Qwen 3.5 35b on 8GB Vram for local agentic workflow
A user achieves 42 tokens/sec generation with a quantized Qwen model on a consumer laptop GPU.
A developer has demonstrated that powerful local AI coding assistants are now viable on consumer hardware. By using a heavily quantized version of Alibaba's Qwen 3.5 35B model (the Q4_K_M GGUF variant via llama.cpp), they achieved respectable performance on a laptop with an RTX 4060m GPU limited to 8GB of VRAM. The configuration, which offloads 99 layers to the GPU and uses advanced caching, yields 42 tokens per second for generation—fast enough for interactive coding. This setup replaces the cloud-based Google Antigravity (Gemini) service with a local, private alternative.
The core of the workflow uses the Cline extension in VS Code, configured to use different models for planning and acting phases—a hallmark of agentic AI. The user employs 'kat-coder-pro' for the 'Plan' step and the local Qwen 3.5 for the 'Act' step. This proof-of-concept shows that with careful model selection (quantization) and tool configuration (llama.cpp), professionals can run sophisticated, multi-step AI agents entirely offline. It highlights a significant shift towards democratizing high-performance AI development tools, reducing reliance on paid, rate-limited cloud APIs for core programming tasks.
- Alibaba's Qwen 3.5 35B model runs locally at 42 tokens/sec on an 8GB VRAM laptop GPU using llama.cpp quantization.
- The workflow uses the Cline VS Code extension for an agentic setup, separating 'Plan' and 'Act' tasks between models.
- This provides a functional, offline alternative to cloud services like Google's Antigravity, bypassing API limits and costs.
Why It Matters
It proves that effective, agentic AI coding assistants can run offline on standard developer laptops, reducing dependency on cloud APIs.

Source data
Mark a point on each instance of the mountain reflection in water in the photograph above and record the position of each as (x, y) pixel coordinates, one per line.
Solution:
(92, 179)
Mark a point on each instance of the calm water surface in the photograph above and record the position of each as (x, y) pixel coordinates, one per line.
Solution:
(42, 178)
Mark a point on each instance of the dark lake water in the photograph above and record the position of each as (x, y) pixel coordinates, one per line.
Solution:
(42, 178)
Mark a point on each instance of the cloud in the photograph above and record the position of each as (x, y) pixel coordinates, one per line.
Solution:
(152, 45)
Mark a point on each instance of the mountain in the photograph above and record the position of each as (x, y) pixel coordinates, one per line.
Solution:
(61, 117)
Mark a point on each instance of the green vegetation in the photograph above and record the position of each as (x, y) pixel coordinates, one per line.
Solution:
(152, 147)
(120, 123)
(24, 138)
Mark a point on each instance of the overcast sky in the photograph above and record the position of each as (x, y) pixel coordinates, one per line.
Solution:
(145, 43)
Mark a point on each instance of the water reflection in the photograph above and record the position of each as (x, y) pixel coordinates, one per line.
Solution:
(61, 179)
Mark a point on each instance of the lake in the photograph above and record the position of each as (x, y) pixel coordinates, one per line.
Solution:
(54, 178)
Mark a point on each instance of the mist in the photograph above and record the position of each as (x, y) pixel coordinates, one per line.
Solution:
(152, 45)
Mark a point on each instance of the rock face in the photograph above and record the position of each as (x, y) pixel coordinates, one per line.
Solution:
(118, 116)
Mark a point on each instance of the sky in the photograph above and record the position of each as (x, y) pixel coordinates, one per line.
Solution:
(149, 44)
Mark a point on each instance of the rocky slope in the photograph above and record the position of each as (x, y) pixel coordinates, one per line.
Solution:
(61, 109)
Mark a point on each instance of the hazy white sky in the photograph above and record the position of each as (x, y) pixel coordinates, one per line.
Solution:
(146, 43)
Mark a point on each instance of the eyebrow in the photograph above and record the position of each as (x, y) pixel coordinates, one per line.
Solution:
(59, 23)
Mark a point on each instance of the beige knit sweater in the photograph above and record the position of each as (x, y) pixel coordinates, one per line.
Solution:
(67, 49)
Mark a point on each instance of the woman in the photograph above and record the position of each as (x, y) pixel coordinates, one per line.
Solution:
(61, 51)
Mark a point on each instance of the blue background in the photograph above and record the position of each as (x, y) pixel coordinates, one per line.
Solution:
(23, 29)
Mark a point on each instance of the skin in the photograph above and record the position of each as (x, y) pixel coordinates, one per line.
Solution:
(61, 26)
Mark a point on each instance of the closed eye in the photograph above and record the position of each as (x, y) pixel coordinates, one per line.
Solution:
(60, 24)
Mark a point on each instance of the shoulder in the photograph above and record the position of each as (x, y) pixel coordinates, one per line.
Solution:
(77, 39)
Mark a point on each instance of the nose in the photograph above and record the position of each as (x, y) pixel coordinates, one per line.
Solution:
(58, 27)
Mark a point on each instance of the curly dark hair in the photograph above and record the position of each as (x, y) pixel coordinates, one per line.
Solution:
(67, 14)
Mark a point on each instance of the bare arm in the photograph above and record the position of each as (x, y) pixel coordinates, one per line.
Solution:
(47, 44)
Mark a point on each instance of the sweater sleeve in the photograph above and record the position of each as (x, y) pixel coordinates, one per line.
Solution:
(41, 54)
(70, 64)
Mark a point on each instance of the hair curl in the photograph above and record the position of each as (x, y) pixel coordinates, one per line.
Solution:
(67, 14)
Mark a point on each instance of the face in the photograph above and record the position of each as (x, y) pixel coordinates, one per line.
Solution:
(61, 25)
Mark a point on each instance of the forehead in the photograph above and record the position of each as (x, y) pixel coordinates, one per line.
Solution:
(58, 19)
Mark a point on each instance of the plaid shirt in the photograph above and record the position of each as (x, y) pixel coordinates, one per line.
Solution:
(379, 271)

...

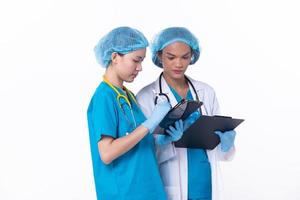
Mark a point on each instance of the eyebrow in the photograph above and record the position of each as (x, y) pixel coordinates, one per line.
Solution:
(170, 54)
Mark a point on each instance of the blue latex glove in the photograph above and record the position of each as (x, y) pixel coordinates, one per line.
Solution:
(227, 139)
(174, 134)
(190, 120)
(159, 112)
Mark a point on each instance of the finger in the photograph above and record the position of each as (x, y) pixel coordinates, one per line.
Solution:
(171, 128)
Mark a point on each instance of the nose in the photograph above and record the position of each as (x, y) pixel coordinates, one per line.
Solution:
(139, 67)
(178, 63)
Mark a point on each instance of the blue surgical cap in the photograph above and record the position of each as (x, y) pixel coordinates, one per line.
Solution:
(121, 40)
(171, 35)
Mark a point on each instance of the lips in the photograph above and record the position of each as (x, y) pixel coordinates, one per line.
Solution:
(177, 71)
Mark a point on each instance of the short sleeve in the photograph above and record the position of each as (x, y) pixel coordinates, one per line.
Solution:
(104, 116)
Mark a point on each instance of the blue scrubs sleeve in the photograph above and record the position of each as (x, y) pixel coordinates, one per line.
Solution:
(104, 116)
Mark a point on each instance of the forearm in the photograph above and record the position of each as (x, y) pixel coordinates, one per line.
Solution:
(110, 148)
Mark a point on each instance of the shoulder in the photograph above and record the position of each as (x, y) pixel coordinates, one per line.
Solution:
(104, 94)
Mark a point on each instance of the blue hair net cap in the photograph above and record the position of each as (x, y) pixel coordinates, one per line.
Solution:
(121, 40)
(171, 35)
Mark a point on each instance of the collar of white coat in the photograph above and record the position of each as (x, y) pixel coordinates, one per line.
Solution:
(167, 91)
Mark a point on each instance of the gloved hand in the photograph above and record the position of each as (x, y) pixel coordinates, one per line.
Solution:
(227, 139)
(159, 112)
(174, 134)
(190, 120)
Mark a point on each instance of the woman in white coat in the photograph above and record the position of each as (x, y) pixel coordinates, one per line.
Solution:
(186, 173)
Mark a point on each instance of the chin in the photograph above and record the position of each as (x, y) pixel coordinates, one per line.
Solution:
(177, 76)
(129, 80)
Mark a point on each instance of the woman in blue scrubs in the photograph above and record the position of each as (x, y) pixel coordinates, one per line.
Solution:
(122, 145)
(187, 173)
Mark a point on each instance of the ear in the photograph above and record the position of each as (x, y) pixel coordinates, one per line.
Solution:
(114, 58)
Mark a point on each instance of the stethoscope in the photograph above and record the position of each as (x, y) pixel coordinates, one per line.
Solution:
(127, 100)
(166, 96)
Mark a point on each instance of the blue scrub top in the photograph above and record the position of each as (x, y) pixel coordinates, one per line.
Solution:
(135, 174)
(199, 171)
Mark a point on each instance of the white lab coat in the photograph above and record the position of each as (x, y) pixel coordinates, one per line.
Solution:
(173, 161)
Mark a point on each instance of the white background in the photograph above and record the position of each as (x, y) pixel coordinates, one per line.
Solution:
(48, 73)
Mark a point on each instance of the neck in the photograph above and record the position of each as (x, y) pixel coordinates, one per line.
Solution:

Questions
a) Reproduce the passage of the article on running Qwen 3.5 locally from "- This provides" to "on cloud APIs.".
b) Using the article on running Qwen 3.5 locally, state whether each statement agrees with it, answering yes or no and quoting the words that decide it: (i) The model was run as the Q4_K_M GGUF variant. (ii) The local Qwen 3.5 model handles the 'Plan' step in Cline. (iii) The configuration offloads 99 layers to the GPU.

Answers to the tasks
a)
- This provides a functional, offline alternative to cloud services like Google's Antigravity, bypassing API limits and costs.
Why It Matters
It proves that effective, agentic AI coding assistants can run offline on standard developer laptops, reducing dependency on cloud APIs.

b)
(i) Yes: "the Q4_K_M GGUF variant via llama.cpp"
(ii) No: "The user employs 'kat-coder-pro' for the 'Plan' step and the local Qwen 3.5 for the 'Act' step."
(iii) Yes: "offloads 99 layers to the GPU"